Rewrite the records below so that every "detect-custom" becomes "detect-labels", leaving everything else unchanged.

━━━━━━━━━━

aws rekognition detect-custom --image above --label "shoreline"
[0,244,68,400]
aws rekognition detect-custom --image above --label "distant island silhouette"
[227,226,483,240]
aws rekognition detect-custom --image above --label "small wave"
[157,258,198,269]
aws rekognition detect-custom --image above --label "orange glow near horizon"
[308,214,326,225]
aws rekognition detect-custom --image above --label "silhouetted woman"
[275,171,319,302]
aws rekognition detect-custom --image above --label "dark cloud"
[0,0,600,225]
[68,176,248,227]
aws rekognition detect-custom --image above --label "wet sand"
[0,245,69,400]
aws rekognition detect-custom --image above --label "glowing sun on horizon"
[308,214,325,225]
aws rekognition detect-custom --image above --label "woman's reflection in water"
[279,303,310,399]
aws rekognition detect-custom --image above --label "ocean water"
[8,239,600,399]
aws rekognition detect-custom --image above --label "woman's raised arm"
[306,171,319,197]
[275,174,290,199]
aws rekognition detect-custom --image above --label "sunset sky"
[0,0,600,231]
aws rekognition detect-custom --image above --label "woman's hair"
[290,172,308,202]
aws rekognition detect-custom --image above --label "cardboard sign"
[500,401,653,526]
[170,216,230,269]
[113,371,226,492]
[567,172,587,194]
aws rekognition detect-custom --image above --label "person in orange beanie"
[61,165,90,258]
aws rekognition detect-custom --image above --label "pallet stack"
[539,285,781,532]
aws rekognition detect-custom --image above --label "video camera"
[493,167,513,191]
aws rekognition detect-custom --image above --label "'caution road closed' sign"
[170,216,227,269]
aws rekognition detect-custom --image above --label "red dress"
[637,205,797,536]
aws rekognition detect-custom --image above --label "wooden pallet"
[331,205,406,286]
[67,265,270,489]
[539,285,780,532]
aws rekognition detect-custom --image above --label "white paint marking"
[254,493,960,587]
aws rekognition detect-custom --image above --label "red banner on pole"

━━━━━━━━━━

■ Written solution
aws rekognition detect-labels --image above --label "shoreline"
[0,244,68,400]
aws rekognition detect-labels --image above --label "distant island silhouette"
[227,226,483,240]
aws rekognition detect-labels --image above --label "small wave"
[157,258,198,269]
aws rekognition detect-labels --image above --label "orange glow near horizon"
[308,214,326,225]
aws rekognition detect-labels --image above --label "silhouetted woman"
[275,171,319,302]
aws rekognition detect-labels --image above --label "dark cloud"
[0,0,600,225]
[68,176,248,227]
aws rekognition detect-labels --image above --label "wet sand"
[0,245,69,400]
aws rekognition detect-labels --image above --label "glowing sun on horizon"
[308,214,325,225]
aws rekognition detect-labels --image above --label "woman's reflection in water"
[279,303,310,399]
aws rekognition detect-labels --image above --label "ocean water"
[8,239,600,399]
aws rekognition detect-labels --image above --label "woman's raised arm"
[306,171,319,197]
[275,174,290,199]
aws rekognition detect-labels --image above --label "sunset sky"
[0,0,600,231]
aws rekognition detect-labels --image above --label "woman's hair"
[290,172,308,202]
aws rekognition detect-labels --image above --label "cardboard sign"
[500,401,653,526]
[170,216,230,269]
[113,371,226,492]
[567,172,587,194]
aws rekognition detect-labels --image above --label "person in orange beanie"
[61,165,90,258]
aws rekognition detect-labels --image above --label "pallet stack"
[539,285,781,532]
aws rekognition detect-labels --image above --label "video camera"
[493,167,513,191]
aws rekognition detect-labels --image above --label "'caution road closed' sign"
[170,216,227,269]
aws rekognition detect-labels --image above --label "red dress"
[637,205,797,536]
aws rekognition detect-labels --image above --label "wooden pallet"
[331,205,406,286]
[67,265,270,489]
[539,285,780,532]
aws rekognition detect-labels --image above --label "white paint marking"
[254,493,960,587]
aws rekognition detect-labels --image above --label "red banner on pole"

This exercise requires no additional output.